#### [La tarea]
Devuelve sin ningún cambio el fragmento del texto citado que va entre "Paulo Freire" y "aislamiento del hombre.", ambos incluidos.

#### [Texto citado]
◇ ◇ ◇ ◇ ◇ ◇ ◇
Primer día de clases
La práctica educativa es algo muy serio.
Tratamos con gente, con niños, adolescentes o adultos. Participamos en su
formación. Los ayudamos o los perjudicamos en esa búsqueda. Estamos intrínsecamente
conectados con ellos en su proceso de conocimiento.
Podemos contribuir a su fracaso con nuestra
incompetencia, mala preparación o irresponsabilidad. Pero también podemos
contribuir con nuestra responsabilidad, preparación científica y gusto por la enseñanza,
con nuestra seriedad y nuestro testimonio de lucha contra las injusticias, a
que los educandos se vayan transformando en presencias notables en el mundo.
Paulo Freire
Hace un año, se
realizó un pequeño homenaje, con motivo del Día del Maestro, a todos los que
dedican su vida a enseñar a las niñas, los niños y jóvenes de México y el
mundo. El homenaje consistió en presentar algunas ideas importantes de Paulo
Freire sobre las cualidades indispensables que los profesores deberían tener:
alegría de vivir, amorosidad, tolerancia, seguridad, capacidad de decidir, justicia
y, por supuesto, valentía y humildad que conducen a escuchar al otro y
dialogar.
Para Freire, mediante
el diálogo, el educador ya no es sólo el que educa sino que también es educado,
ambos, profesor y alumno viven el proceso educativo en comunión. La educación
se convierte así en una práctica de la libertad que propicia la integración y
niega el aislamiento del hombre.
Es importante seguir
leyendo, releyendo, revisando y compartiendo el conocimiento de quien
recurriendo al diálogo brindó un camino nuevo para la relación entre los
profesores y alumnos. Esta vez compartimos “El
primer día de clases”, la quinta carta en el libro Cartas a quien pretende
enseñar, en donde se abordan con amplitud dos de las cualidades fundamentales
para los maestros: la valentía, condición que implica la superación del miedo
de enfrentarse a los alumnos, y la humildad, indispensable para entablar un
diálogo fructífero con quien se pretende educar. Leamos entonces al conocido
como el pedagogo de la esperanza y sigamos reflexionando sobre el acto de
educar.
◇ ◇ ◇ ◇ ◇ ◇ ◇
#### [Datos sin procesar]
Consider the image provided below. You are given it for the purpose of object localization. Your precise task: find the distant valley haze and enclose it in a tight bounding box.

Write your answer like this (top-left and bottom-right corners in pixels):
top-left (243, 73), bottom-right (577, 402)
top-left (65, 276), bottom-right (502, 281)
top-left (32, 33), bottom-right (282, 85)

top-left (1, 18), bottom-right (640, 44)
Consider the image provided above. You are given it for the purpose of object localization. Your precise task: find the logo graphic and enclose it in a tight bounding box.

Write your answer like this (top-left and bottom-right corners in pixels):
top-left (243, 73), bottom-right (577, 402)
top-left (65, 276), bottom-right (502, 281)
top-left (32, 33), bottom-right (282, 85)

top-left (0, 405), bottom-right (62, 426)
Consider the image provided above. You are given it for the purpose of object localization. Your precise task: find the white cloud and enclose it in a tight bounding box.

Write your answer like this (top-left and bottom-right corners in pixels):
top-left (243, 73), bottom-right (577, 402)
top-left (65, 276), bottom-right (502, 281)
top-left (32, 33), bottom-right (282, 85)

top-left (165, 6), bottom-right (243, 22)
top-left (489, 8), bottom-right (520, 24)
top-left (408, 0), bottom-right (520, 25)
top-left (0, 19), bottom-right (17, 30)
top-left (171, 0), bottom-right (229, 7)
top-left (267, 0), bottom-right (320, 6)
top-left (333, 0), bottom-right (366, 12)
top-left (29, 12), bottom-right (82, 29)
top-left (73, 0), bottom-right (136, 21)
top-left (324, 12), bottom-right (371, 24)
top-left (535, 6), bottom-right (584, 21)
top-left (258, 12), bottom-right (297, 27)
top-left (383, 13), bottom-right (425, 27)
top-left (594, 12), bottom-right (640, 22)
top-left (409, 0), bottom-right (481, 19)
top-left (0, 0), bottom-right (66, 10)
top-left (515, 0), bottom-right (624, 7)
◇ ◇ ◇ ◇ ◇ ◇ ◇
#### [Respuesta del ejercicio]
Paulo Freire
Hace un año, se
realizó un pequeño homenaje, con motivo del Día del Maestro, a todos los que
dedican su vida a enseñar a las niñas, los niños y jóvenes de México y el
mundo. El homenaje consistió en presentar algunas ideas importantes de Paulo
Freire sobre las cualidades indispensables que los profesores deberían tener:
alegría de vivir, amorosidad, tolerancia, seguridad, capacidad de decidir, justicia
y, por supuesto, valentía y humildad que conducen a escuchar al otro y
dialogar.
Para Freire, mediante
el diálogo, el educador ya no es sólo el que educa sino que también es educado,
ambos, profesor y alumno viven el proceso educativo en comunión. La educación
se convierte así en una práctica de la libertad que propicia la integración y
niega el aislamiento del hombre.